(DATA PROVIDED Opens)
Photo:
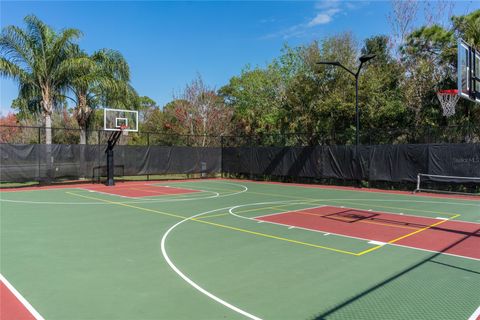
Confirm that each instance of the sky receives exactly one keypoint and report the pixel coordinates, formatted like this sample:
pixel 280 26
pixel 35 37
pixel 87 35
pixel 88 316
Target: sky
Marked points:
pixel 167 44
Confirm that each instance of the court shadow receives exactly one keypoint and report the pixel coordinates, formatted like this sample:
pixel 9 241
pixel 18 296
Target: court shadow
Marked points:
pixel 373 289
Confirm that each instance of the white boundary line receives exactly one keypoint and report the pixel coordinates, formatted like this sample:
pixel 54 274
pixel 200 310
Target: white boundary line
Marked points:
pixel 343 190
pixel 20 298
pixel 190 281
pixel 296 210
pixel 475 315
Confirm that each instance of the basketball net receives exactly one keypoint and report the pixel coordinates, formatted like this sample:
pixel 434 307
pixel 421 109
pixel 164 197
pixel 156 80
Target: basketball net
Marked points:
pixel 124 130
pixel 448 100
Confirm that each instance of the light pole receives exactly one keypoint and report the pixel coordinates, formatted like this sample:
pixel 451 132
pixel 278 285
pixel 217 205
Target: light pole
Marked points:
pixel 363 59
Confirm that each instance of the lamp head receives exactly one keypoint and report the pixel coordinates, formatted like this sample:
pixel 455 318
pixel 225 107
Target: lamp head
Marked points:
pixel 367 57
pixel 333 63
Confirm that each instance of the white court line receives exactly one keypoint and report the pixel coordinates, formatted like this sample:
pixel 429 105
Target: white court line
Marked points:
pixel 20 298
pixel 377 243
pixel 475 315
pixel 338 234
pixel 281 212
pixel 190 281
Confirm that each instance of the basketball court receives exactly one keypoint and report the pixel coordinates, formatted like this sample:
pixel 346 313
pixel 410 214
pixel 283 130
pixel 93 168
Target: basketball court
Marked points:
pixel 236 249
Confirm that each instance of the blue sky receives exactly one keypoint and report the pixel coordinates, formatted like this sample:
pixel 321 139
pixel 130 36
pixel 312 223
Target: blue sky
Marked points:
pixel 168 43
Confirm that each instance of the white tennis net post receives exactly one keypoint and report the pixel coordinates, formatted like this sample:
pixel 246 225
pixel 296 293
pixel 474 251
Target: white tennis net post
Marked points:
pixel 448 184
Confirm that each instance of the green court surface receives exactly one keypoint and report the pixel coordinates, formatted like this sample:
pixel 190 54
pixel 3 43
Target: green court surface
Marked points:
pixel 74 253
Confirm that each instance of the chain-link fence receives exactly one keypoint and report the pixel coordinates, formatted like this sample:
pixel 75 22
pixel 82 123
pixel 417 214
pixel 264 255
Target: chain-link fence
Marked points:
pixel 444 134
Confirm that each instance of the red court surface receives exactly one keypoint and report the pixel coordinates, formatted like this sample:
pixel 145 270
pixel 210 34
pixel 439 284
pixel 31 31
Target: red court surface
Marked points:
pixel 10 307
pixel 446 236
pixel 138 190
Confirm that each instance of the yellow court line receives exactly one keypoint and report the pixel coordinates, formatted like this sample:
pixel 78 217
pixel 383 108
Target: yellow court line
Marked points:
pixel 219 225
pixel 270 207
pixel 345 219
pixel 151 191
pixel 408 235
pixel 349 201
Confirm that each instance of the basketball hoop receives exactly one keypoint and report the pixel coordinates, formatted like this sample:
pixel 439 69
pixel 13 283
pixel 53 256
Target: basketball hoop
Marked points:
pixel 448 100
pixel 124 130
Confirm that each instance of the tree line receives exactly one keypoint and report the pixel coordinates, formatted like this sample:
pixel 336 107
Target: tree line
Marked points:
pixel 291 94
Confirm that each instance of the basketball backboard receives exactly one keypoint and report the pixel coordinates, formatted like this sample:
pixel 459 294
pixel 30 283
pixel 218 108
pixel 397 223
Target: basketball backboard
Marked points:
pixel 115 119
pixel 468 72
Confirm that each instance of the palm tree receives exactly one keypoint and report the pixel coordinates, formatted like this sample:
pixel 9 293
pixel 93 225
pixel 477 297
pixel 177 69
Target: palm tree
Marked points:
pixel 107 74
pixel 37 57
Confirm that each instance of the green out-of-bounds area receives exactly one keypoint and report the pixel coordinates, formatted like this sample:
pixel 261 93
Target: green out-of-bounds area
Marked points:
pixel 77 254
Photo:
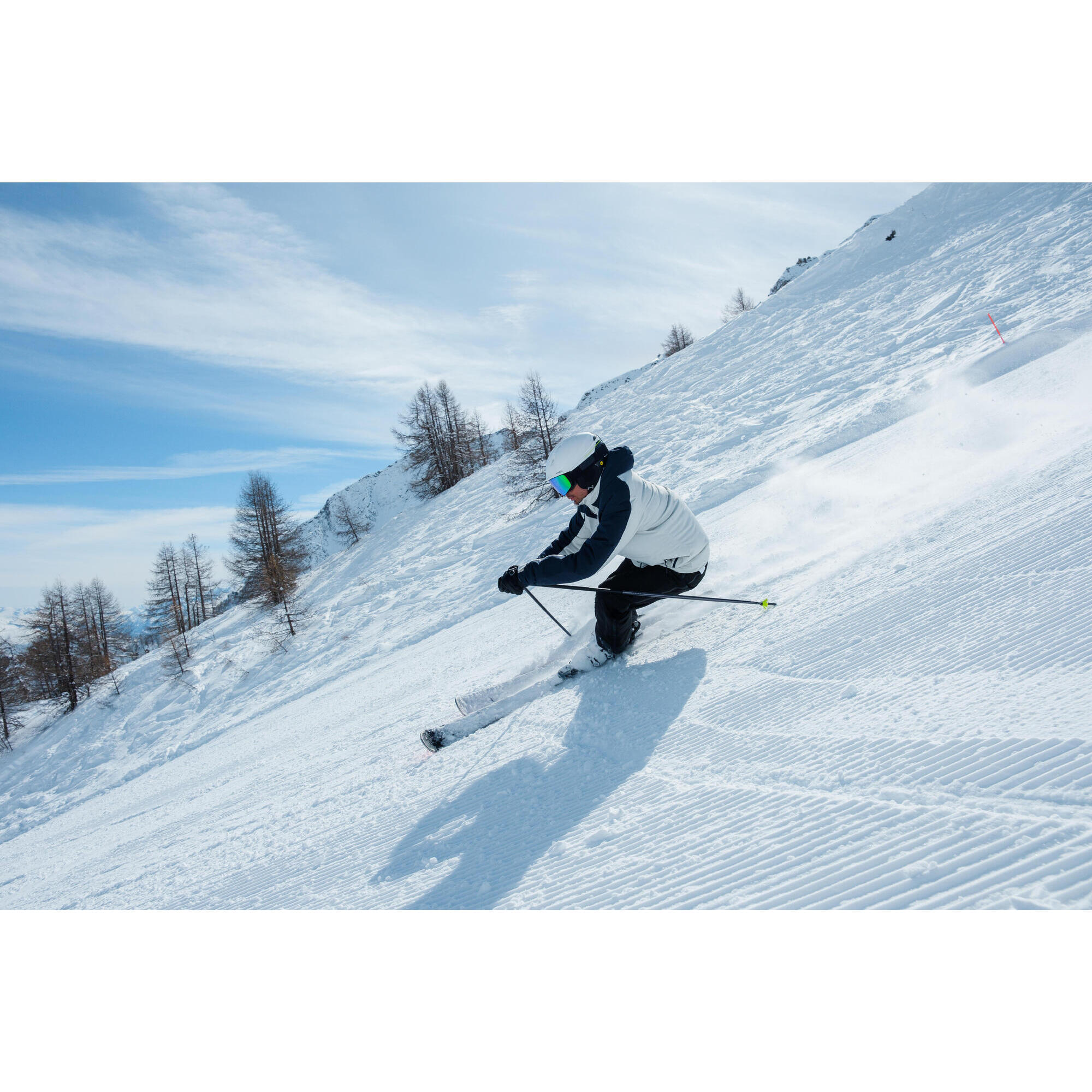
(DATA PROVIDED Closes)
DIRECTIONS FOR THIS TASK — Leaving the pictures out, set down exactly the lines from the one with "Target: palm tree" through the end of the records.

THE ANSWER —
Target: palm tree
Marked points:
pixel 107 74
pixel 37 57
Confirm that each instance of the green out-of-bounds area receives exactly one keypoint and report the pixel coordinates, formatted like this sample:
pixel 261 93
Target: green out-of-bounds area
Marked points:
pixel 77 254
Photo:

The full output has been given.